(Raw items)
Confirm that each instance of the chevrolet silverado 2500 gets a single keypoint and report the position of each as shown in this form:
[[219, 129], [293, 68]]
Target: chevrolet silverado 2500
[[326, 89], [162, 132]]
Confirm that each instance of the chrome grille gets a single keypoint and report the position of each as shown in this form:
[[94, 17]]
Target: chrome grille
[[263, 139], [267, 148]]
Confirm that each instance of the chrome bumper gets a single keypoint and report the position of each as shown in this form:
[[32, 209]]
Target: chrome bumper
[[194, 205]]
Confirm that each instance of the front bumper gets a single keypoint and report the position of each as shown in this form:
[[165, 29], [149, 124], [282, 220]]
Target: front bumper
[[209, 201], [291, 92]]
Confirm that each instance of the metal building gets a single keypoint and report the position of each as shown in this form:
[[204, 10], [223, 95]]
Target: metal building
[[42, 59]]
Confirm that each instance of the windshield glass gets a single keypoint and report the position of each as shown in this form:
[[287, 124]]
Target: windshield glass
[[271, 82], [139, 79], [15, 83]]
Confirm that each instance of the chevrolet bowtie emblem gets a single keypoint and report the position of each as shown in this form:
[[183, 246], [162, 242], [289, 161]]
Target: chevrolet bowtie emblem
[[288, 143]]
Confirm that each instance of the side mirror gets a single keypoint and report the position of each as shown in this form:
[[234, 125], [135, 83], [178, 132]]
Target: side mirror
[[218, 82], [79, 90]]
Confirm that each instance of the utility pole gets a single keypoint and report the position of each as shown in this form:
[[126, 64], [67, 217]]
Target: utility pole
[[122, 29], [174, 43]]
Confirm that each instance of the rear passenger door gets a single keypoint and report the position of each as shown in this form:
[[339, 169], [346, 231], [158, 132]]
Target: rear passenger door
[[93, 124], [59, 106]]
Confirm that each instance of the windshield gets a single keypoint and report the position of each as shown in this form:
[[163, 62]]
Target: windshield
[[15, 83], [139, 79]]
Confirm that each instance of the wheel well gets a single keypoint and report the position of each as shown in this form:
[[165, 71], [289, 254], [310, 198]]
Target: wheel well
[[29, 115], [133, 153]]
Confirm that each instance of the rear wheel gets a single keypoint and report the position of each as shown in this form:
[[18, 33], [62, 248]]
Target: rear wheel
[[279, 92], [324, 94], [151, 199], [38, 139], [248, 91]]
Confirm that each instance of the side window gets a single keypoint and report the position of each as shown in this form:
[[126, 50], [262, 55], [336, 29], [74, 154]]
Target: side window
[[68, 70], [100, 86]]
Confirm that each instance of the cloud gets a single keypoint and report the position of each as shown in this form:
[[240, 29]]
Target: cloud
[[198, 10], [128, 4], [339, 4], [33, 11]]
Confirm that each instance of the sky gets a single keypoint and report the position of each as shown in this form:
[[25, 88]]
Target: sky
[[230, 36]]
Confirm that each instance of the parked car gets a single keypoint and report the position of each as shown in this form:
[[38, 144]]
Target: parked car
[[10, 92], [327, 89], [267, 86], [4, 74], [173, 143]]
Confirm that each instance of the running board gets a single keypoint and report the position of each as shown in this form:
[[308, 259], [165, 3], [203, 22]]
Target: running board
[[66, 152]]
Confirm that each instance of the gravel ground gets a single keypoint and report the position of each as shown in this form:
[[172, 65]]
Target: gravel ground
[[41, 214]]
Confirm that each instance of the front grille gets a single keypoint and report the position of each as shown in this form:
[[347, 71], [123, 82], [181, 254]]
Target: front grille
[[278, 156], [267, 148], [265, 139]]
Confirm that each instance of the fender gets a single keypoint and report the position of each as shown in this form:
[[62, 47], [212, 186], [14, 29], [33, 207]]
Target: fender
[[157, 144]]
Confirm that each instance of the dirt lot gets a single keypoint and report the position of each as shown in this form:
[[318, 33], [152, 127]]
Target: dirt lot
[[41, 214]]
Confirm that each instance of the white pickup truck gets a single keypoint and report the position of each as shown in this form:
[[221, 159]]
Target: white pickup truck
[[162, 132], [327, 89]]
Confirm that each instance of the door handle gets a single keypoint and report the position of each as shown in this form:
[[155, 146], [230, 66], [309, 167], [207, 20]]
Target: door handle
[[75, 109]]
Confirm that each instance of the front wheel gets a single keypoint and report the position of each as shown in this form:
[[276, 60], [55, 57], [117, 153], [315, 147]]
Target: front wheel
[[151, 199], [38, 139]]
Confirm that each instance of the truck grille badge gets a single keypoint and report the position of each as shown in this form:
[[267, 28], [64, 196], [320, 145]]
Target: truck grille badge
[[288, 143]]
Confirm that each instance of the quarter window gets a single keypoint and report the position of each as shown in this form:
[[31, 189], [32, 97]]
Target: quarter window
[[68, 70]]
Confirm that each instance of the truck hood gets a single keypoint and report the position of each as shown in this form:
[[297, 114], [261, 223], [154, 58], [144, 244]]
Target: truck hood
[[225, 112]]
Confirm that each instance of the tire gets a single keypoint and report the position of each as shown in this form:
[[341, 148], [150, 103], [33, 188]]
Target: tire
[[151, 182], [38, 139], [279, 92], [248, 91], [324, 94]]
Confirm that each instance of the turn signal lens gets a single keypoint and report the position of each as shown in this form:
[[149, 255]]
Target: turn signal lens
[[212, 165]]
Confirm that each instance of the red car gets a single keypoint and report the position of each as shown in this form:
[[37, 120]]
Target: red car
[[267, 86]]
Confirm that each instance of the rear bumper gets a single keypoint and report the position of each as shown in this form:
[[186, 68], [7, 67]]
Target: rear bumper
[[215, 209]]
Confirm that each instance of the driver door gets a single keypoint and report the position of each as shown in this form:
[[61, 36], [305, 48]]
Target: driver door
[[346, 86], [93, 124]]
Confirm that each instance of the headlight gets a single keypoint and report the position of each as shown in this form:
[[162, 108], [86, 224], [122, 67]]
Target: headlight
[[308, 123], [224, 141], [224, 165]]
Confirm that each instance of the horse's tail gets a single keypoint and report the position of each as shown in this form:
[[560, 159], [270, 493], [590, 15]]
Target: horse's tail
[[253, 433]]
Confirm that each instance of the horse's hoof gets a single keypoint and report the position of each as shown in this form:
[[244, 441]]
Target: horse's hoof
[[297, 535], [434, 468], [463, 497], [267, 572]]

GIVEN INSTRUCTION: Rewrite every line of the items above as a JSON list of strings, one string per line, skipping any blank lines.

ANSWER:
[
  "Confirm that each instance of the chevrolet silverado 2500 gets a single keypoint and report the position of each as shown in this form:",
  "[[219, 129], [293, 68]]",
  "Target: chevrolet silverado 2500",
  "[[326, 89], [162, 132]]",
  "Confirm that each instance of the chrome grille gets a single keypoint and report the position of each as shown in this form:",
  "[[94, 17]]",
  "Target: chrome grille",
  "[[263, 139], [267, 148]]",
  "Confirm that each instance of the chrome bumper gets a single keypoint and report the position of each as shown in this form:",
  "[[32, 209]]",
  "Target: chrome bumper",
  "[[194, 205]]",
  "Confirm that each instance of the front bumper gets a single keypoint and report the position of each as shown in this form:",
  "[[165, 29], [149, 124], [282, 220]]",
  "Target: front bumper",
  "[[209, 201], [291, 92]]",
  "Confirm that each instance of the metal building gets a single keypoint and report the position of each as shown in this form:",
  "[[204, 10], [223, 95]]",
  "Target: metal building",
  "[[42, 59]]",
  "Confirm that each instance of the windshield glass gets a single keypoint and report the position of each as shown in this form:",
  "[[287, 124]]",
  "Target: windshield glass",
  "[[271, 82], [139, 79], [15, 83]]",
  "Confirm that each instance of the chevrolet bowtie emblem gets a single keypoint and report the position of each as shown in this form:",
  "[[183, 246], [162, 242], [289, 161]]",
  "Target: chevrolet bowtie emblem",
  "[[288, 143]]",
  "Confirm that each instance of the side mirror gets a single keypoint and report the position of each as shown in this form:",
  "[[234, 125], [135, 83], [178, 132]]",
  "Target: side mirror",
  "[[218, 82], [79, 90]]",
  "Confirm that each instance of the utility pole gets a single keypoint and report the position of each as shown in this form:",
  "[[126, 64], [67, 217]]",
  "Target: utility pole",
  "[[122, 29], [174, 43]]",
  "Confirm that each instance of the rear passenger door gets a single keypoint and report the position of each as shown in this form:",
  "[[339, 169], [346, 231], [158, 132]]",
  "Target: rear passenger door",
  "[[93, 124], [59, 106]]",
  "Confirm that each instance of the windshield gets a single keypoint and report the position of each as shown in this form:",
  "[[163, 62]]",
  "Target: windshield",
  "[[15, 83], [139, 79]]",
  "Confirm that each instance of the wheel well gets a single keypoint and report the position of each as shown in this form:",
  "[[165, 71], [289, 254], [310, 198]]",
  "Target: wheel well",
  "[[29, 115], [133, 153]]",
  "Confirm that each instance of the rear wheel gets a single keypoint and report the position of each as shown in this form:",
  "[[18, 33], [62, 248]]",
  "Target: rear wheel",
  "[[279, 92], [324, 94], [151, 199], [38, 139], [248, 91]]",
  "Confirm that each instance of the side window gets a single keypoint and report the position of each as shown in this form:",
  "[[126, 50], [262, 55], [336, 29], [74, 154]]",
  "Target: side window",
  "[[68, 70], [100, 86]]",
  "Confirm that each instance of the cloud gets a single keypoint and report the position of each as shown in this form:",
  "[[240, 29]]",
  "Target: cloud",
  "[[198, 10], [128, 4], [339, 4], [33, 11]]",
  "Confirm that each instance of the sky gets a single keypoint and report the position of each as shown in this form:",
  "[[25, 88]]",
  "Target: sky",
  "[[230, 36]]",
  "Confirm that each instance of the parked car gets a single keypoint and report the position of each as shown in this form:",
  "[[38, 144]]",
  "Target: parked car",
  "[[10, 92], [327, 89], [267, 86], [4, 74], [173, 143]]",
  "Confirm that each instance of the running board gets a single keypoint and report the position of each as shown in this form:",
  "[[308, 259], [165, 3], [203, 22]]",
  "Target: running board",
  "[[66, 152]]",
  "Confirm that each instance of the gravel ground gets a single keypoint and report the position of each as shown in this form:",
  "[[172, 65]]",
  "Target: gravel ground",
  "[[41, 214]]",
  "Confirm that each instance of the front grille gets a single keypoint and report the position of each as shown in this form:",
  "[[347, 71], [123, 82], [181, 254]]",
  "Target: front grille",
  "[[278, 156], [267, 148], [265, 139]]",
  "Confirm that each instance of the fender gets a single keypoint and report the position of each as shown in this form:",
  "[[62, 47], [212, 186], [14, 29], [33, 207]]",
  "Target: fender",
  "[[157, 144]]",
  "Confirm that each instance of the dirt lot gets a single keypoint and report the position of each as shown in this form:",
  "[[318, 33], [152, 127]]",
  "Target: dirt lot",
  "[[41, 214]]",
  "Confirm that each instance of the white pickup truck gets a single keypoint and report the position of each as shown in this form:",
  "[[221, 159]]",
  "Target: white pickup truck",
  "[[162, 132], [327, 89]]",
  "Confirm that each instance of the door handle gets a single keypoint and report the position of each as shown in this form:",
  "[[155, 146], [230, 66], [309, 167], [207, 20]]",
  "Target: door handle",
  "[[75, 109]]",
  "Confirm that each instance of the front wheel gets a single keypoint and report the position of each as shown in this form:",
  "[[276, 60], [55, 57], [117, 153], [315, 147]]",
  "Target: front wheel",
  "[[151, 199], [38, 139]]",
  "Confirm that each instance of the truck grille badge gets a single keypoint and report the position of each as shown in this form:",
  "[[267, 28], [64, 196], [320, 145]]",
  "Target: truck grille badge",
  "[[288, 143]]",
  "Confirm that each instance of the quarter window gets a single keypoint and report the position of each as shown in this form:",
  "[[31, 189], [32, 97]]",
  "Target: quarter window",
  "[[68, 70]]",
  "Confirm that each instance of the truck hood gets a single keypoint and report the position of each as shown in this form:",
  "[[297, 114], [261, 223], [154, 58], [144, 244]]",
  "Target: truck hood",
  "[[225, 112]]",
  "Confirm that each instance of the tire gets a single keypoint and report the position of each as shown in this form:",
  "[[341, 148], [150, 103], [33, 188]]",
  "Target: tire",
  "[[151, 182], [38, 139], [279, 92], [248, 91], [324, 94]]",
  "Confirm that each instance of the turn signal lens gets a single keypoint and report the position of each as shown in this form:",
  "[[149, 255]]",
  "Target: turn signal lens",
  "[[212, 165]]",
  "Confirm that each instance of the red car gets a single keypoint and report the position of each as shown in this form:",
  "[[37, 120]]",
  "Target: red car",
  "[[267, 86]]",
  "Confirm that each instance of the rear bumper gets a single keypoint and report the position of each as shown in this form:",
  "[[186, 68], [7, 67]]",
  "Target: rear bumper",
  "[[215, 209]]",
  "Confirm that each instance of the driver door gets a single keypoint and report the position of each as shown in this form:",
  "[[61, 36], [305, 48]]",
  "Target: driver door",
  "[[346, 86], [93, 124]]",
  "Confirm that each instance of the headlight gets a single keypoint and report the position of each as shown in this form:",
  "[[162, 108], [86, 224], [122, 67]]",
  "Target: headlight",
  "[[308, 123], [224, 141], [224, 165]]",
  "Confirm that each instance of the horse's tail gets a single keypoint and report the position of each as shown in this form:",
  "[[560, 159], [270, 493], [590, 15]]",
  "Target: horse's tail",
  "[[253, 433]]",
  "Confirm that each instance of the horse's hoof gets a single keypoint and report the position of each as shown in this form:",
  "[[244, 441]]",
  "Target: horse's hoof",
  "[[297, 535], [434, 468], [463, 497], [267, 572]]"
]